## Source text:
------------------------------------------------

Why does the stats summary say there’s no relationship when details show differences?
It’s not a contradiction. AddMaple runs several complementary tests that answer slightly different questions:
- Global chi-square (table-level): asks “Is there any relationship at all between these two categorical columns?” If assumptions aren’t met (e.g., too many expected counts < 5), we suppress or downweight the result and may show “no significant relationship.”
- Category vs. rest analysis (per-category): asks “Is this specific category different from all others combined?” This can surface strong differences for individual categories even when the overall table-level test doesn’t clear our thresholds.
- Cell-level z-scores with significance shading (per cell): asks “Is this specific cell higher or lower than expected?” We color cells based on standardized residuals (z), adjust p-values within each column using Holm-Bonferroni, and apply practical-effect guards so only reliable signals get stronger shading. See Significance Testing.

------------------------------------------------

## Instructions:
1. Summarize the passage on AddMaple's tests in two sentences.
2. Answer these questions from the passage on AddMaple's tests:
(a) What example does the passage give of the global chi-square test's assumptions not being met?
(b) Within what does AddMaple adjust p-values using Holm-Bonferroni?
(c) What does the category vs. rest analysis compare a specific category against?
3. Extend the passage on AddMaple's tests with the next part of its text, beginning after its final sentence.
The entries come from a different source than the passage on AddMaple's tests.

## The data:
------------------------------------------------

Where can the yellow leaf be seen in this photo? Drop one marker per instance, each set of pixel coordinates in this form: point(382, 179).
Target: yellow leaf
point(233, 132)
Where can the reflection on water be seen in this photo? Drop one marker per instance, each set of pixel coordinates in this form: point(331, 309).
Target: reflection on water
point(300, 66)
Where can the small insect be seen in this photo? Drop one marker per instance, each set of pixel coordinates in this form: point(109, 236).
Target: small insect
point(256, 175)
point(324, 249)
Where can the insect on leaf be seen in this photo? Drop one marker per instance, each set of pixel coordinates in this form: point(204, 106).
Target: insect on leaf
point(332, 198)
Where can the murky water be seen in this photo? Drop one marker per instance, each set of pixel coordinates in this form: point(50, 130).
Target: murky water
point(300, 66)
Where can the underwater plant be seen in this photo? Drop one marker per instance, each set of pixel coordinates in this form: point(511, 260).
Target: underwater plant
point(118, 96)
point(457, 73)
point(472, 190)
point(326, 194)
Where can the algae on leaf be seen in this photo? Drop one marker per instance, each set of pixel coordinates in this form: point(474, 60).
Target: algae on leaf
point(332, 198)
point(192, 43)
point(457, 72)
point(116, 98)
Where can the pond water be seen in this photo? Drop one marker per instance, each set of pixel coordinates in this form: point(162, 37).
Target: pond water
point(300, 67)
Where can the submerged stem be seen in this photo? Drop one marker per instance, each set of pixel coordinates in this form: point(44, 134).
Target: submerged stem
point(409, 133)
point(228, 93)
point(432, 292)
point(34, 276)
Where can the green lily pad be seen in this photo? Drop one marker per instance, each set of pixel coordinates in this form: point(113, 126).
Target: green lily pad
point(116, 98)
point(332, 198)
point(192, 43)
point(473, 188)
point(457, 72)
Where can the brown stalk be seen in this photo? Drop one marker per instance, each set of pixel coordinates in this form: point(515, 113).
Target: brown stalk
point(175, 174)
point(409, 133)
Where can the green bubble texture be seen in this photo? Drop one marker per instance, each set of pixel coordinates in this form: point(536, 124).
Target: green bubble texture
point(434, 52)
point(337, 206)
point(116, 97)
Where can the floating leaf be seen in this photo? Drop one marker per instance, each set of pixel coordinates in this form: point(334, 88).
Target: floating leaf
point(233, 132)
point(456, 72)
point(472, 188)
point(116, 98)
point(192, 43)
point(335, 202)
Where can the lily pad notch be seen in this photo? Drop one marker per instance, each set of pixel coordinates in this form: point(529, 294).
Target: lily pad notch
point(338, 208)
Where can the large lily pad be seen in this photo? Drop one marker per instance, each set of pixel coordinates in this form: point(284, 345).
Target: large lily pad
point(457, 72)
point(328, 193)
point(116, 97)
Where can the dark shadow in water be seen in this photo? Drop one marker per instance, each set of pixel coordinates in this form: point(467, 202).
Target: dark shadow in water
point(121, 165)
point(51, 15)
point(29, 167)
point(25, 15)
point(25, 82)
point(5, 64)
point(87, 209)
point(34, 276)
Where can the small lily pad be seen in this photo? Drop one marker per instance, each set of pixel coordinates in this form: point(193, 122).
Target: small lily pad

------------------------------------------------

## Outputs in order:
1. AddMaple runs several complementary tests that answer slightly different questions, so a stats summary showing no relationship alongside details showing differences is not a contradiction. A global chi-square test asks whether there is any relationship between two categorical columns, a category vs. rest analysis asks whether one category differs from all others combined, and cell-level z-scores ask whether a specific cell is higher or lower than expected.

2.
(a) Too many expected counts below 5.
(b) Within each column.
(c) All other categories combined.

3.
Important: Before interpreting results, filter out or merge very small categories to avoid sparse cells (low expected counts). This stabilizes the tests and reduces the chance that the global chi-square is suppressed while finer-grained analyses still show signals. You can merge categories in the Legend or filter to focus on well-populated groups.
Why the summary can say “no relationship”
- Assumption checks matter: The global chi-square requires that at least 80% of expected counts are ≥ 5 and none are < 1 for the usual inference to be valid. If your contingency table has sparse cells (common when segments are granular), we won’t claim a strong table-level relationship.
- Different questions, different thresholds: The per-category and per-cell analyses answer narrower questions and can still show meaningful signals for particular categories or intersections, even when the overall relationship is weak or unstable.
How to interpret the mixed signals
- Start with the summary: If it says “no significant relationship,” treat the overall linkage as weak/inconclusive—often due to sparse data.
- Check “Further Insights Between Column Categories”: Use this to identify which specific categories are notably different vs. the rest. These are directional findings you can investigate further.
- Use significance shading in a pivot table: Turn on Significance Testing. Stronger shades indicate reliable, adjusted differences at the cell level. Keep sample sizes in mind; small totals or expected counts can suppress stronger tiers.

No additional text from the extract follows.